● **DATA**:
____________________
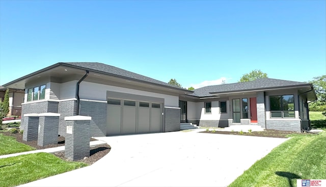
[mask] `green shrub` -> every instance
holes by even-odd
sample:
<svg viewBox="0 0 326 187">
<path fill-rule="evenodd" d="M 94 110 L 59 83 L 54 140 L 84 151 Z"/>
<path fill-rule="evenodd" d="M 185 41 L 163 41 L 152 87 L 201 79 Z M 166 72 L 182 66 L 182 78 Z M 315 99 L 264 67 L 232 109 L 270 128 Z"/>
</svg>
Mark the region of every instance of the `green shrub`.
<svg viewBox="0 0 326 187">
<path fill-rule="evenodd" d="M 9 132 L 12 134 L 16 133 L 18 132 L 18 130 L 16 128 L 12 128 L 9 130 Z"/>
</svg>

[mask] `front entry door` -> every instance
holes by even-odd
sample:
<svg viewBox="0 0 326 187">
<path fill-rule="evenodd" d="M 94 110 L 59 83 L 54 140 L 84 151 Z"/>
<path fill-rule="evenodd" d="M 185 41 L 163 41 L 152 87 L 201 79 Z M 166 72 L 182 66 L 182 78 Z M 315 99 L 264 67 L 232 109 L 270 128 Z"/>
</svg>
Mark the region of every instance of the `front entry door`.
<svg viewBox="0 0 326 187">
<path fill-rule="evenodd" d="M 179 101 L 179 107 L 180 108 L 180 122 L 187 122 L 187 101 Z"/>
<path fill-rule="evenodd" d="M 256 97 L 250 98 L 250 119 L 251 123 L 257 123 L 257 99 Z"/>
</svg>

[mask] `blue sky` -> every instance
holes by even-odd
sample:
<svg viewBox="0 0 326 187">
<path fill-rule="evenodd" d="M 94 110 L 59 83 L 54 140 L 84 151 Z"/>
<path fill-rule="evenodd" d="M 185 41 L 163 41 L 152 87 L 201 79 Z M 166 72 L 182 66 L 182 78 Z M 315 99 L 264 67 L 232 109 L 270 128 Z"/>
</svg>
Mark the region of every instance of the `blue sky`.
<svg viewBox="0 0 326 187">
<path fill-rule="evenodd" d="M 183 87 L 326 74 L 325 1 L 0 1 L 0 85 L 98 62 Z"/>
</svg>

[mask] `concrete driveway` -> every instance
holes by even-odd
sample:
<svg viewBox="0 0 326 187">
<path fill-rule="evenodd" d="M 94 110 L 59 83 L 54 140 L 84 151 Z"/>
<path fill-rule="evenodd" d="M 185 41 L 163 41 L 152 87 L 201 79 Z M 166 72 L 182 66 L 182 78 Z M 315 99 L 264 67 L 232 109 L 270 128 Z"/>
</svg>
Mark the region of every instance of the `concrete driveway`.
<svg viewBox="0 0 326 187">
<path fill-rule="evenodd" d="M 287 139 L 191 132 L 99 137 L 92 165 L 24 186 L 224 186 Z"/>
</svg>

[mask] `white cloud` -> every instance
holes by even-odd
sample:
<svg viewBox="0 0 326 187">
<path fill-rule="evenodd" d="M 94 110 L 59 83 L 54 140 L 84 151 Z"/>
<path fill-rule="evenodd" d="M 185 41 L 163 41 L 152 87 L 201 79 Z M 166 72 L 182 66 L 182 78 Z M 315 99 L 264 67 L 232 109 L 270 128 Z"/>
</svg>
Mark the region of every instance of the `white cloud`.
<svg viewBox="0 0 326 187">
<path fill-rule="evenodd" d="M 225 84 L 227 83 L 226 80 L 227 78 L 226 77 L 222 77 L 216 80 L 205 81 L 199 84 L 191 84 L 190 86 L 195 88 L 195 89 L 197 89 L 197 88 L 207 86 L 221 85 L 223 83 L 223 81 L 224 81 L 224 83 Z"/>
</svg>

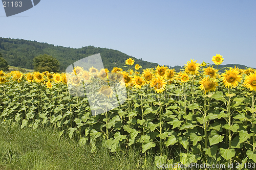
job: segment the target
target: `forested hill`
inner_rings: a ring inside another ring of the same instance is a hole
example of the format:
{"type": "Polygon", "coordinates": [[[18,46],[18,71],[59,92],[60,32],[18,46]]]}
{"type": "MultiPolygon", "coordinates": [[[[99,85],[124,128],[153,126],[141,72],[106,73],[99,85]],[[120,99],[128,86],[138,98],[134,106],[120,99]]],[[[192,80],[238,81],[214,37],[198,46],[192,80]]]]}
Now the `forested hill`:
{"type": "MultiPolygon", "coordinates": [[[[214,64],[209,64],[207,65],[208,66],[214,66],[214,68],[217,68],[217,65],[214,64]]],[[[228,69],[229,67],[234,68],[234,66],[238,67],[240,69],[247,69],[249,67],[247,67],[244,65],[241,64],[228,64],[226,65],[220,65],[218,66],[218,69],[219,70],[219,72],[224,72],[225,70],[228,69]]],[[[176,65],[174,67],[170,67],[170,68],[175,68],[176,71],[179,72],[181,69],[184,69],[185,66],[180,66],[178,65],[176,65]]],[[[255,69],[255,68],[252,68],[255,69]]]]}
{"type": "MultiPolygon", "coordinates": [[[[0,37],[0,53],[8,64],[13,66],[33,69],[33,58],[46,54],[56,58],[60,62],[60,70],[64,71],[68,66],[84,57],[100,53],[105,68],[111,70],[113,67],[124,65],[125,60],[132,57],[117,50],[93,46],[80,48],[54,46],[47,43],[31,41],[24,39],[0,37]]],[[[155,67],[157,63],[143,61],[133,58],[135,63],[142,68],[155,67]]]]}

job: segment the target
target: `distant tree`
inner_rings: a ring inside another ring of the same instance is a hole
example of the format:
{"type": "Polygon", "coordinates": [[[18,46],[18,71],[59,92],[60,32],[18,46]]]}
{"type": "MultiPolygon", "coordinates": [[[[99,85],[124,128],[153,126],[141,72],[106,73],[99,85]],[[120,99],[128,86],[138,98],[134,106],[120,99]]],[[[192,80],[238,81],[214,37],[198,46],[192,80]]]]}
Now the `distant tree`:
{"type": "Polygon", "coordinates": [[[59,71],[59,62],[52,56],[46,54],[35,57],[33,59],[34,70],[36,71],[59,71]]]}
{"type": "Polygon", "coordinates": [[[5,59],[3,58],[1,53],[0,53],[0,70],[3,70],[4,71],[9,71],[8,64],[5,59]]]}

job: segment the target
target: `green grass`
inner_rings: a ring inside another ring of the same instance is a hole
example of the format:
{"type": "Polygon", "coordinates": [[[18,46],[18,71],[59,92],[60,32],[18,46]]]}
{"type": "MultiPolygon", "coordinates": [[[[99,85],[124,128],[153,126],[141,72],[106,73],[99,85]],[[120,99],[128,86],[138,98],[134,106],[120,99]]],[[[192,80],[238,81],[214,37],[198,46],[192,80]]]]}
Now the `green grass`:
{"type": "Polygon", "coordinates": [[[58,137],[51,128],[33,130],[0,125],[0,169],[157,169],[153,156],[139,151],[111,154],[97,147],[80,146],[67,136],[58,137]],[[150,163],[151,162],[151,163],[150,163]]]}

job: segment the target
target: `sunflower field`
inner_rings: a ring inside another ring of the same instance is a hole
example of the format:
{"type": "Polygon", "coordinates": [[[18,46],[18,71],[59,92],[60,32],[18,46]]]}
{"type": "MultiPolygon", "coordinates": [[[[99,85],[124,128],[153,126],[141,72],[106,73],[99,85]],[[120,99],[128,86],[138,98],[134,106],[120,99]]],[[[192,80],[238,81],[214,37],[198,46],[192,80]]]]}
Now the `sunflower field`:
{"type": "Polygon", "coordinates": [[[98,144],[111,152],[135,148],[153,153],[156,163],[234,163],[242,169],[256,162],[256,71],[235,67],[221,74],[222,56],[212,60],[216,67],[191,60],[179,72],[134,67],[132,58],[127,70],[111,72],[78,66],[70,74],[1,70],[0,122],[58,127],[60,137],[67,133],[89,143],[92,152],[98,144]],[[95,79],[107,82],[95,93],[102,99],[115,97],[110,80],[124,85],[124,103],[111,109],[105,104],[93,115],[87,95],[70,95],[67,85],[87,86],[95,79]]]}

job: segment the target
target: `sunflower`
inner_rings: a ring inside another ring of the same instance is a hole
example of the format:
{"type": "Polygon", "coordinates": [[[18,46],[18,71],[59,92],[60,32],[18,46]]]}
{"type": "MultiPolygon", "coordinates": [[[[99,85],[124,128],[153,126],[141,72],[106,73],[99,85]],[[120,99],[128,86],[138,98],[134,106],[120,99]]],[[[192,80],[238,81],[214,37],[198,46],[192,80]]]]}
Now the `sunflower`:
{"type": "MultiPolygon", "coordinates": [[[[108,71],[109,71],[109,70],[108,70],[108,71]]],[[[101,68],[99,73],[98,73],[98,77],[100,78],[102,80],[108,78],[108,72],[106,72],[105,69],[101,68]]]]}
{"type": "Polygon", "coordinates": [[[70,78],[70,82],[73,85],[78,86],[80,85],[80,79],[78,76],[73,76],[70,78]]]}
{"type": "Polygon", "coordinates": [[[103,95],[107,96],[108,98],[110,97],[111,98],[113,93],[112,89],[109,86],[103,86],[98,93],[98,94],[102,94],[103,95]]]}
{"type": "Polygon", "coordinates": [[[61,82],[61,76],[58,73],[54,74],[53,81],[54,81],[55,83],[60,83],[61,82]]]}
{"type": "Polygon", "coordinates": [[[133,80],[134,87],[136,88],[141,88],[145,84],[145,81],[139,76],[135,76],[133,80]]]}
{"type": "Polygon", "coordinates": [[[64,83],[65,84],[67,84],[68,83],[68,79],[67,79],[67,76],[66,75],[66,74],[65,73],[61,74],[60,79],[61,80],[61,82],[62,83],[64,83]]]}
{"type": "Polygon", "coordinates": [[[175,71],[175,69],[168,69],[167,70],[167,80],[168,82],[173,82],[174,80],[174,77],[176,74],[176,71],[175,71]]]}
{"type": "Polygon", "coordinates": [[[167,69],[168,67],[167,66],[158,65],[156,67],[156,76],[166,77],[167,76],[167,69]]]}
{"type": "Polygon", "coordinates": [[[219,54],[216,54],[216,56],[213,56],[211,60],[214,62],[215,65],[220,65],[223,62],[223,57],[219,54]]]}
{"type": "Polygon", "coordinates": [[[48,88],[52,88],[52,84],[49,81],[48,81],[46,83],[46,87],[48,88]]]}
{"type": "Polygon", "coordinates": [[[52,78],[53,78],[53,76],[51,73],[49,73],[47,75],[47,79],[49,81],[51,81],[52,78]]]}
{"type": "Polygon", "coordinates": [[[34,78],[33,77],[33,74],[29,72],[27,75],[27,81],[29,82],[32,82],[34,78]]]}
{"type": "Polygon", "coordinates": [[[135,66],[134,66],[134,68],[135,68],[135,69],[136,70],[137,70],[139,69],[140,69],[140,68],[141,68],[141,66],[140,65],[139,65],[139,64],[137,64],[136,65],[135,65],[135,66]]]}
{"type": "Polygon", "coordinates": [[[34,72],[34,79],[37,83],[40,83],[44,81],[44,76],[38,71],[34,72]]]}
{"type": "Polygon", "coordinates": [[[164,81],[163,77],[155,78],[151,81],[150,86],[154,88],[156,92],[162,93],[165,89],[166,82],[164,81]]]}
{"type": "Polygon", "coordinates": [[[244,71],[244,73],[246,74],[246,75],[250,75],[250,73],[253,74],[255,72],[255,70],[253,68],[251,68],[251,67],[247,68],[244,71]]]}
{"type": "Polygon", "coordinates": [[[83,67],[81,67],[80,66],[76,66],[74,68],[73,71],[76,75],[79,75],[81,72],[83,70],[83,67]]]}
{"type": "Polygon", "coordinates": [[[209,77],[203,78],[199,83],[201,90],[203,90],[205,94],[207,92],[214,91],[216,90],[216,86],[218,86],[218,83],[215,80],[211,80],[209,77]]]}
{"type": "Polygon", "coordinates": [[[133,65],[134,64],[134,60],[132,58],[129,58],[129,59],[125,60],[125,64],[126,65],[133,65]]]}
{"type": "Polygon", "coordinates": [[[129,73],[126,71],[123,71],[122,74],[123,76],[123,82],[125,83],[125,86],[126,87],[131,86],[133,82],[132,78],[129,77],[129,73]]]}
{"type": "Polygon", "coordinates": [[[201,66],[204,68],[207,65],[207,63],[205,62],[204,61],[203,61],[203,62],[201,64],[201,66]]]}
{"type": "Polygon", "coordinates": [[[23,77],[23,74],[22,72],[20,72],[19,71],[14,71],[13,72],[13,79],[17,80],[18,82],[19,82],[22,80],[22,78],[23,77]]]}
{"type": "Polygon", "coordinates": [[[251,91],[256,91],[256,73],[250,72],[249,75],[245,76],[245,80],[243,86],[251,91]]]}
{"type": "Polygon", "coordinates": [[[47,77],[47,76],[48,76],[48,74],[49,74],[49,71],[45,71],[45,72],[43,72],[42,74],[45,77],[47,77]]]}
{"type": "Polygon", "coordinates": [[[113,67],[112,69],[112,70],[111,71],[111,72],[121,72],[123,70],[123,69],[121,68],[118,68],[118,67],[113,67]]]}
{"type": "Polygon", "coordinates": [[[180,75],[180,81],[182,83],[185,83],[189,80],[188,75],[185,73],[182,73],[180,75]]]}
{"type": "Polygon", "coordinates": [[[3,71],[3,70],[0,70],[0,77],[5,77],[5,74],[3,71]]]}
{"type": "Polygon", "coordinates": [[[132,69],[129,69],[128,70],[128,73],[130,75],[132,75],[134,72],[134,71],[132,69]]]}
{"type": "Polygon", "coordinates": [[[153,78],[152,69],[148,68],[144,69],[142,72],[142,76],[147,82],[149,82],[153,78]]]}
{"type": "Polygon", "coordinates": [[[98,69],[94,68],[94,67],[92,67],[89,68],[89,72],[91,74],[97,74],[99,72],[98,69]]]}
{"type": "Polygon", "coordinates": [[[6,79],[5,78],[0,77],[0,84],[4,84],[6,82],[6,79]]]}
{"type": "Polygon", "coordinates": [[[200,67],[200,64],[196,63],[197,60],[194,61],[194,60],[190,59],[190,62],[187,61],[187,64],[185,66],[185,72],[192,75],[196,75],[198,72],[198,69],[200,67]]]}
{"type": "Polygon", "coordinates": [[[236,69],[230,68],[229,70],[226,70],[225,73],[222,74],[222,79],[225,86],[226,87],[236,87],[238,82],[241,80],[242,75],[236,69]]]}
{"type": "Polygon", "coordinates": [[[211,78],[216,79],[218,76],[218,70],[214,68],[214,66],[209,66],[206,68],[204,68],[204,74],[205,75],[210,76],[211,78]]]}

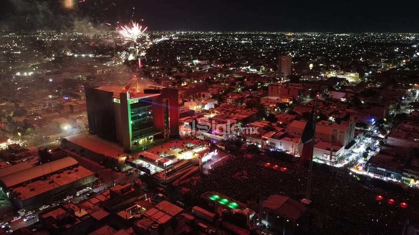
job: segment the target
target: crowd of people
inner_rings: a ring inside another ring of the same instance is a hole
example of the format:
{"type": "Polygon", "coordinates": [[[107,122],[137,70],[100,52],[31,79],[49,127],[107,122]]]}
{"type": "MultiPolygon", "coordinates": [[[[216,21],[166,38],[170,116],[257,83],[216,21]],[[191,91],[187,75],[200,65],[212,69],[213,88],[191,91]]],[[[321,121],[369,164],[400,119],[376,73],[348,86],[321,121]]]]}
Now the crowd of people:
{"type": "MultiPolygon", "coordinates": [[[[297,201],[306,197],[308,169],[297,169],[297,162],[281,162],[265,156],[250,158],[232,157],[222,166],[210,170],[207,175],[185,182],[182,187],[198,195],[207,191],[219,192],[258,211],[257,199],[279,194],[297,201]],[[274,162],[282,167],[296,169],[291,174],[258,164],[261,160],[274,162]],[[243,172],[245,172],[245,174],[243,172]]],[[[409,202],[406,208],[400,202],[407,196],[399,193],[384,192],[366,186],[358,181],[347,168],[336,172],[313,171],[309,211],[325,219],[323,234],[391,235],[403,228],[408,212],[416,206],[409,202]],[[366,196],[366,192],[394,198],[389,204],[366,196]]]]}

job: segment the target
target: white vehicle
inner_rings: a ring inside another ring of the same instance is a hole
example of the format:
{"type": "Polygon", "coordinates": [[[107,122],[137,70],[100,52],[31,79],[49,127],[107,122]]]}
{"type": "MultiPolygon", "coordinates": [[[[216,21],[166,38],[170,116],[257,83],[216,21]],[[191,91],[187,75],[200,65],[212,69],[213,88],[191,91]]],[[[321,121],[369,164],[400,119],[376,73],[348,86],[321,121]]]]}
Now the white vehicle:
{"type": "Polygon", "coordinates": [[[32,218],[33,218],[33,216],[29,216],[27,217],[25,217],[25,219],[23,219],[23,222],[26,222],[32,218]]]}
{"type": "Polygon", "coordinates": [[[0,225],[0,228],[1,228],[1,229],[5,229],[6,228],[9,228],[8,224],[9,224],[9,223],[7,223],[7,222],[1,222],[1,223],[0,224],[0,225],[0,225]]]}
{"type": "Polygon", "coordinates": [[[69,195],[69,196],[67,196],[67,197],[66,197],[65,198],[64,198],[64,201],[68,201],[70,199],[71,199],[72,198],[73,198],[73,195],[69,195]]]}
{"type": "Polygon", "coordinates": [[[16,216],[13,218],[13,219],[10,221],[10,223],[14,223],[16,221],[18,221],[20,219],[22,219],[21,216],[16,216]]]}
{"type": "Polygon", "coordinates": [[[50,207],[49,205],[42,205],[42,206],[41,206],[41,207],[39,208],[39,210],[42,211],[43,210],[45,210],[45,209],[48,208],[49,207],[50,207]]]}
{"type": "Polygon", "coordinates": [[[87,187],[85,188],[84,188],[84,189],[82,189],[81,190],[78,191],[76,193],[76,196],[78,197],[80,195],[84,194],[85,193],[86,193],[88,192],[90,192],[92,190],[93,190],[93,189],[92,189],[92,188],[91,188],[90,187],[87,187]]]}
{"type": "Polygon", "coordinates": [[[25,214],[25,217],[27,217],[29,216],[31,216],[33,213],[34,213],[34,211],[28,211],[27,213],[25,214]]]}

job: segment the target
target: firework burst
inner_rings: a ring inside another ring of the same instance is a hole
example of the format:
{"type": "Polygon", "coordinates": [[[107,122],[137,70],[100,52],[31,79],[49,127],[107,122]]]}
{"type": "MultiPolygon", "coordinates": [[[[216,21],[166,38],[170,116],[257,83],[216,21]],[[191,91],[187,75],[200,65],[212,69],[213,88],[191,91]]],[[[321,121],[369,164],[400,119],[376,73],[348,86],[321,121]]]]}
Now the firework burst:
____________________
Pick out and copy every line of the material above that contains the word "front".

[mask] `front entry door` -> every instance
Mark the region of every instance of the `front entry door`.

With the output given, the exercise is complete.